# START OF Document section

It's a very full, fast-moving and exciting story (as ever) plumbing deep into the minds and motivations of the cast, but often illustrating them as much through petty office politics as through major plot developments; the consequences of pinching a colleague's lunch from the fridge, for example, or of catching somebody out on a personal Zoom call. But make no mistake that the stakes are high. The events of Slough House, the previous book, are still very much with us (especially a particular absence) and various members of the team cope with their guilt, or don't, about that: that straight-into-Act 2 structure of the book allowing the hangover from Slough House to blur with their recollections of an Act 1 which of course we haven't read, all creating a truly disorienting effect. What happened in Wimbledon? Should we know? Why is there shattered plastic all over Roddy's floor? What has Shirley done now? (And where has she gone?) Combined with the fallout from the missing adviser, there seems a distinct possibility here that somebody in Slough House really has stepped out of line - or at least that Lamb may not be able to prove that they haven't.

# END OF Document section

_Direction_. Continue the book review from the point where it stops. The listing that follows is separate material and is unrelated to the review.

# START OF Record extracts

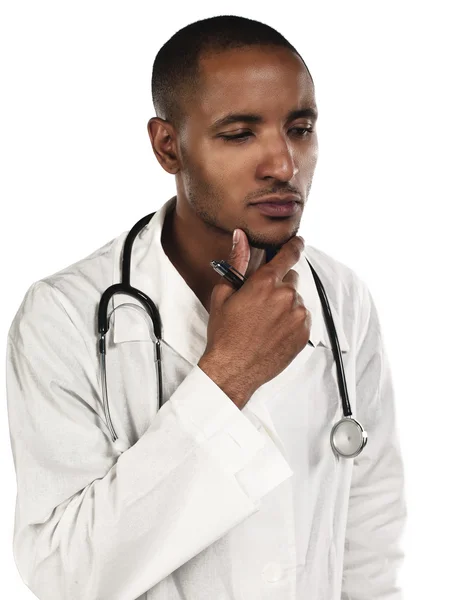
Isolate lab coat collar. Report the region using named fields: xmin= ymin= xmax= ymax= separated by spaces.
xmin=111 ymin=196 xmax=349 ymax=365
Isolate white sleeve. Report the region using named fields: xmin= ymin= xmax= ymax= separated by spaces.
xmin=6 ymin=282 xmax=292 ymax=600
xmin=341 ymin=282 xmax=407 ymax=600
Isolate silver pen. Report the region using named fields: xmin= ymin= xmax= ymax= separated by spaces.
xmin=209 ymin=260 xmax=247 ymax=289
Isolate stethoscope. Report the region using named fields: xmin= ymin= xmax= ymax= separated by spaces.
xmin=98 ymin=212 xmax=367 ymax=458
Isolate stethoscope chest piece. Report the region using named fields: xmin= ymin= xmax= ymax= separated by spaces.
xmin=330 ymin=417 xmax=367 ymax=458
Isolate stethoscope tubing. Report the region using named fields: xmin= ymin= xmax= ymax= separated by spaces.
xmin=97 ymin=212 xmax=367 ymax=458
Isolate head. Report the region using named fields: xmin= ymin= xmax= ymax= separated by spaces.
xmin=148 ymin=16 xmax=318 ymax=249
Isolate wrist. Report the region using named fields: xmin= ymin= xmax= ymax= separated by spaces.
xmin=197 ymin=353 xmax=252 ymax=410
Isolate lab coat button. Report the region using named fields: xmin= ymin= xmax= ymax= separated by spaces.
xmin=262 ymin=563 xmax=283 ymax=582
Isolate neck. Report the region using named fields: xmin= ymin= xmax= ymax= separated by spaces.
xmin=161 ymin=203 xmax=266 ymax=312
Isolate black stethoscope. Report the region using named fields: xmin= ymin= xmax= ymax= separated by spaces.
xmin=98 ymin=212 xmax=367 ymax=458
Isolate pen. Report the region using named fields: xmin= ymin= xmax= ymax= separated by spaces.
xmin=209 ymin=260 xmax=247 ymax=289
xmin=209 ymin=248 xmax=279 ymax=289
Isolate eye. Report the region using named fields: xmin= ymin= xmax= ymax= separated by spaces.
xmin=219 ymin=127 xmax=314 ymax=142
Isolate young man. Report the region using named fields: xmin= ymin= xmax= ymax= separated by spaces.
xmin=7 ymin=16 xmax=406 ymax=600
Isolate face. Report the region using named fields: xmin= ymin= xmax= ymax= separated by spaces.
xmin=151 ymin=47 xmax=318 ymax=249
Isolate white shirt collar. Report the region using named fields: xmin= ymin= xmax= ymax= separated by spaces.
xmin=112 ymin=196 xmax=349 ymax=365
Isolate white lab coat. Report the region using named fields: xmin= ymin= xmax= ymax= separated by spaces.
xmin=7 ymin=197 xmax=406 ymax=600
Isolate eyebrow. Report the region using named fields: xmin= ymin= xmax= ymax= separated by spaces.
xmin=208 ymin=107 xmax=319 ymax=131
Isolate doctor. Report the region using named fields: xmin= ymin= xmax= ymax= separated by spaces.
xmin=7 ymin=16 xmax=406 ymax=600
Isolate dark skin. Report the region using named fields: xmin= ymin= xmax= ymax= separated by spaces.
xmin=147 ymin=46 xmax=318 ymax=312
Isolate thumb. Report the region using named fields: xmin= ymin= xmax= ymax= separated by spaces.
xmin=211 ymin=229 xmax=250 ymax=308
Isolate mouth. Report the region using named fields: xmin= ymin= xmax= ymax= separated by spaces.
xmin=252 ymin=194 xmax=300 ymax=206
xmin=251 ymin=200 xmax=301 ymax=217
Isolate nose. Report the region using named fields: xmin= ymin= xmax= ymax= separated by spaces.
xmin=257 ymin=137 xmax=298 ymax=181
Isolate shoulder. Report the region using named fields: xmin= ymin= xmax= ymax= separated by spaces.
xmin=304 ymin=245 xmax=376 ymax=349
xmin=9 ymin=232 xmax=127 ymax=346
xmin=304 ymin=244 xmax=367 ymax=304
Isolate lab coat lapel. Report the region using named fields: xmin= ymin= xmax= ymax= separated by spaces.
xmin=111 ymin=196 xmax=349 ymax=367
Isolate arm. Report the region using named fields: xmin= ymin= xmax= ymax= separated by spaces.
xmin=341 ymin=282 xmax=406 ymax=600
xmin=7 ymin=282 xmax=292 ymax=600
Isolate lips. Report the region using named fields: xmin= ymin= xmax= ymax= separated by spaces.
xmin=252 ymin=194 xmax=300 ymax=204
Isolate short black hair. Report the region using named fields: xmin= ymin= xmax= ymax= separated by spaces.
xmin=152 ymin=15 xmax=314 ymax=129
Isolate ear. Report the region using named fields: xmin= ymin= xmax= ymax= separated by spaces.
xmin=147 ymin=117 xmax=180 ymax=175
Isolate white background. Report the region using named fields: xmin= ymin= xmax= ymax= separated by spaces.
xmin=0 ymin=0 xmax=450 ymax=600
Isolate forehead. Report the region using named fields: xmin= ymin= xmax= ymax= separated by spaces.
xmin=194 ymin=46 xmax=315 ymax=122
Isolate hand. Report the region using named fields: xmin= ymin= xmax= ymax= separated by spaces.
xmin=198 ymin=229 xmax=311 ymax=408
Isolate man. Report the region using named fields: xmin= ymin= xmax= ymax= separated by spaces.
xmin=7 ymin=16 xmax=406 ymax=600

# END OF Record extracts

_Final answer_.
It's a very disquieting opening, setting up a book full of subtly shifting (or undeclared) loyalties (watch Slough House's new recruit, and the machinations of the straw men on the fringes of the Park) which nest slightly with the many enjoyable contrasts and juxtapositions. There is both sophisticated verbal fencing between senior officials ('...Regents Park string pullers knew to tread carefully around Diana. String pullers carry weight, but Diana carried scissors') and, of course, Lamb's crude put-downs. There is Roddy's absurd inner monologue and hapless pantomime shadow combat with a broomstick, but also some utterly serious violence. There is the fatuous and solipsistic world of the politicians and advisers where everything is about message and position and we don't want to hear from experts ('lying in office was no longer a career-threatening felony; the consequence of misleading Parliament was nowadays a lap of honour') and, outside in the cold, the chilling realpolitik and tradecraft of the even badder actors.
Pretty soon, realities will begin to show through the waffle and piffle...
In short this is a terrific addition to the Slough House series, as sharp and engaged as ever. (And oh, there are scenes here that I can't wait to see on the screen, though some of them may be very tricky to translate...)
For more information about Bad Actors, see the publisher's website here.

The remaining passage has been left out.